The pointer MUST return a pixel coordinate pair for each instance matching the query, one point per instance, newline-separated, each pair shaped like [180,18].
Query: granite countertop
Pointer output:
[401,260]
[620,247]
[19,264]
________________________________________
Task item: Copy out each line above, character for character.

Response to this exercise:
The pointer MUST return a pixel coordinate pair for each instance matching the query, one point per instance, newline-separated, each pair shaped like [180,18].
Query: granite countertop
Pointer output:
[401,260]
[620,247]
[19,264]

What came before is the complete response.